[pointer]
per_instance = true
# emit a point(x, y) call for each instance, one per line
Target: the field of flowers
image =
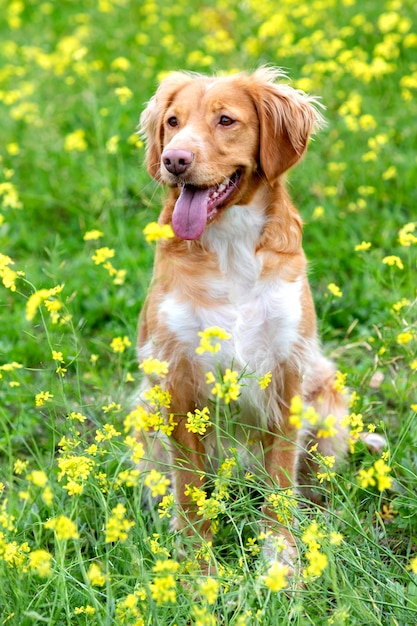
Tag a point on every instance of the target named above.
point(80, 541)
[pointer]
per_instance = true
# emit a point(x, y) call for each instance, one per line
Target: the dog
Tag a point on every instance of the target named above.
point(222, 146)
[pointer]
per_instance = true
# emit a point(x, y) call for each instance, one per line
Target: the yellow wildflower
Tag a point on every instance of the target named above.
point(96, 576)
point(334, 290)
point(276, 577)
point(157, 483)
point(393, 260)
point(317, 563)
point(75, 141)
point(229, 388)
point(124, 94)
point(106, 433)
point(38, 478)
point(92, 235)
point(40, 562)
point(406, 236)
point(19, 466)
point(360, 247)
point(63, 526)
point(405, 337)
point(199, 421)
point(412, 566)
point(39, 297)
point(119, 344)
point(208, 589)
point(155, 232)
point(42, 397)
point(101, 255)
point(265, 380)
point(154, 366)
point(117, 526)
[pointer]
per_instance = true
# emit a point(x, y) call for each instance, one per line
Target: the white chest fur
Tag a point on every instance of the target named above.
point(261, 315)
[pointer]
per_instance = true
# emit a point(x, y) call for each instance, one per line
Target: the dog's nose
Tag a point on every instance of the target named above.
point(177, 161)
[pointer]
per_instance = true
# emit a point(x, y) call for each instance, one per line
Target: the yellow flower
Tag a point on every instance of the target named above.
point(154, 366)
point(334, 290)
point(19, 466)
point(317, 563)
point(42, 397)
point(276, 577)
point(208, 589)
point(158, 397)
point(155, 232)
point(47, 496)
point(365, 245)
point(38, 478)
point(38, 297)
point(106, 433)
point(393, 260)
point(120, 63)
point(376, 475)
point(366, 478)
point(119, 344)
point(199, 421)
point(283, 504)
point(74, 415)
point(63, 526)
point(412, 566)
point(117, 527)
point(406, 236)
point(96, 576)
point(208, 339)
point(124, 94)
point(102, 255)
point(84, 610)
point(405, 337)
point(318, 212)
point(75, 141)
point(91, 235)
point(202, 617)
point(340, 382)
point(166, 503)
point(157, 483)
point(40, 562)
point(265, 380)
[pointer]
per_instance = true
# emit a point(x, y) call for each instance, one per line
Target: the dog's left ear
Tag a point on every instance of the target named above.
point(287, 117)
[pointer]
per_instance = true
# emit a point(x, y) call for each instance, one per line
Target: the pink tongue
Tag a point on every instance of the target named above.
point(190, 212)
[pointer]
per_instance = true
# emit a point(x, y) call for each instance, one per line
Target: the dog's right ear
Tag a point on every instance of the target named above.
point(151, 121)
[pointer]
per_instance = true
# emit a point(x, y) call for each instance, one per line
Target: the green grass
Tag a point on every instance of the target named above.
point(61, 64)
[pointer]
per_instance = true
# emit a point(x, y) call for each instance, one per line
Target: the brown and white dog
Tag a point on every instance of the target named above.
point(222, 146)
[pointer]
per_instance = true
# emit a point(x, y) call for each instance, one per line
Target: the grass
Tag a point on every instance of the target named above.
point(77, 544)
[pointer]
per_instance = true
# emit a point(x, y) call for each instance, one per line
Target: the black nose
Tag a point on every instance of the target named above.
point(177, 161)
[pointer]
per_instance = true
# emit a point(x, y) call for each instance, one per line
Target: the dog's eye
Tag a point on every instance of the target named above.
point(225, 120)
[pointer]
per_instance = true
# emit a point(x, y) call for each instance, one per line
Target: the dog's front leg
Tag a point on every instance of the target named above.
point(280, 457)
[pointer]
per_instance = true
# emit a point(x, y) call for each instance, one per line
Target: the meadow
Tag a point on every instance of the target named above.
point(82, 541)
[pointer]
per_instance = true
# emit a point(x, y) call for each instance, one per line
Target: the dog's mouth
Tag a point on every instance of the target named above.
point(198, 205)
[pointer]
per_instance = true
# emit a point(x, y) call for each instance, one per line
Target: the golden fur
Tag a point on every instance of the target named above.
point(246, 270)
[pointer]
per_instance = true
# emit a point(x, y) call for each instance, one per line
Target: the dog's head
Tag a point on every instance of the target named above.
point(218, 138)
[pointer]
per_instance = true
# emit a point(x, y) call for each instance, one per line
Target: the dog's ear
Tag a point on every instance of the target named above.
point(287, 117)
point(151, 121)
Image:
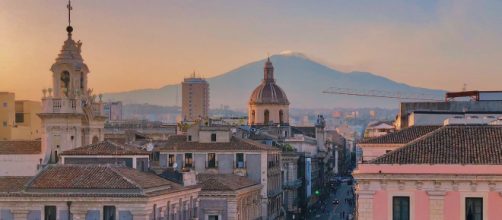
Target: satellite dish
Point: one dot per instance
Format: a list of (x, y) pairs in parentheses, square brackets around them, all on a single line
[(149, 147)]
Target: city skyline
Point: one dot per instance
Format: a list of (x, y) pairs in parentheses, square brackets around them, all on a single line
[(454, 42)]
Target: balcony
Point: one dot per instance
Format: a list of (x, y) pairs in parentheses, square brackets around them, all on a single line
[(211, 164), (274, 192), (240, 168), (292, 184)]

Written instruction: Copy the listing word for word, excluding its pictures.

Reply to the task:
[pointer]
per_instance = true
# emit a point(x, y) call for each instance, one per line
Target: the field of flowers
image =
Tag a point on every instance of the target named above.
point(80, 541)
[pointer]
per_instance = true
# emit a point(x, y) call for each instance, one per line
Target: the dog
Tag a point on every instance of the target named above.
point(222, 146)
[pointer]
per_instance = true
# emit a point(x, y) call for each instance, one per line
Target: the yellow wildflower
Tag a point on every instance of the target named above.
point(96, 576)
point(334, 290)
point(276, 577)
point(157, 483)
point(393, 260)
point(317, 563)
point(75, 141)
point(229, 388)
point(124, 94)
point(106, 433)
point(38, 478)
point(92, 235)
point(40, 562)
point(406, 236)
point(19, 466)
point(360, 247)
point(63, 526)
point(405, 337)
point(199, 421)
point(412, 566)
point(39, 297)
point(119, 344)
point(208, 589)
point(155, 232)
point(42, 397)
point(101, 255)
point(265, 380)
point(154, 366)
point(117, 526)
[pointer]
per_instance = true
# emit a point(x, y) call for each instance, one per line
Target: the white chest fur
Tag a point on every instance of the target named above.
point(261, 315)
[pointer]
per_instance = true
# emit a point(x, y) call for each instance, one per line
Target: the dog's nose
Tag a point on every instance of the target named above.
point(177, 161)
[pointer]
per_instance = true
# emit a point(x, y) call for each instance, one per line
Target: the yellow flower
Tag a point on every instance of the target named above.
point(154, 366)
point(334, 290)
point(19, 466)
point(317, 563)
point(42, 397)
point(276, 577)
point(208, 589)
point(158, 397)
point(155, 232)
point(47, 496)
point(365, 245)
point(38, 478)
point(38, 297)
point(106, 433)
point(393, 260)
point(120, 63)
point(376, 475)
point(366, 478)
point(119, 344)
point(199, 421)
point(283, 504)
point(74, 415)
point(63, 526)
point(412, 566)
point(117, 527)
point(406, 236)
point(96, 576)
point(208, 339)
point(124, 94)
point(102, 255)
point(84, 610)
point(405, 337)
point(318, 212)
point(75, 141)
point(91, 235)
point(202, 617)
point(340, 382)
point(166, 503)
point(157, 483)
point(40, 562)
point(265, 380)
[pointer]
per_instance = true
# emit a point(x, y) call for each instance, one per line
Target: the dog's left ear
Tag a point on every instance of the target named above.
point(287, 117)
[pointer]
per_instance = true
# emit a point(x, y) call for each instance, one per line
Target: the pink tongue
Tag a point on every instance of the target named above.
point(190, 212)
[pointer]
per_instance = true
# emit a point(x, y) call for each instance, one per line
Target: the dog's right ear
Tag a point on every instance of the target named above.
point(151, 121)
[pointer]
per_instance = true
# emit a point(x, y) call for each instance, one per line
Target: the green grass
Tag a point on every instance of the target named above.
point(61, 64)
[pointer]
per_instance = true
# emit a point(x, y) call for each instance, one per line
Target: the brown and white dog
Tag a point on every instance of the target named above.
point(222, 146)
[pointer]
per_instance = true
# emit a point(x, y) call for each instance, one per line
Target: the grass
Tag a point on every instance of the target named above.
point(77, 544)
[pointer]
per_instance = true
# emit a point(x, y) call for each instance, one per line
Target: the black nose
Tag a point on every instance of the target named above.
point(177, 161)
[pointer]
per_instance = true
# emit a point(x, y) call for each instance, one per line
Target: the dog's eye
Tag a point on every instance of the target named above.
point(225, 120)
[pointer]
per_instance = true
# emit a point(x, y) call for each instance, one per line
Target: the dog's front leg
Tag a point on every instance of the target named above.
point(280, 457)
[pointer]
per_instance = true
# emit a point(x, y) call for each instance, one per line
Target: the meadow
Tag a point on every instance of the target named above.
point(82, 541)
[pointer]
per_instance = true
# emit a point(x, y) call for each instance, one per line
Target: the dog's mouth
Tag a point on every instance of the target named above.
point(198, 205)
[pointer]
per_instance = true
# emit a point(x, y) call for each instance, one per line
Target: the golden fur
Tag a point on every instance of the target named above.
point(246, 270)
[pointer]
per_instance = true
# emit a point(x, y) call for each instance, one per line
Target: the dog's head
Tag a point on every instance of the target named above.
point(218, 138)
[pointer]
per_instance = true
# emit a point(x, y) call for each instance, one per line
Target: the dog's ear
Tag a point on every instance of the target named above.
point(287, 117)
point(151, 121)
Image:
Target: satellite dish
Point: one dot per instance
Format: a list of (x, y) pairs in parentheses, square brackets around them, all on a single line
[(149, 147)]
Target: city skyline
Point: one dot per instance
Format: a list of (x, y) pairs in parentheses, square brackets around them, all on a single line
[(454, 42)]
Target: balcony
Point: one dot per instance
Format: a list of (x, y) pairs in parentheses, square brackets around them, all on a single line
[(211, 164), (274, 192), (240, 168), (292, 184)]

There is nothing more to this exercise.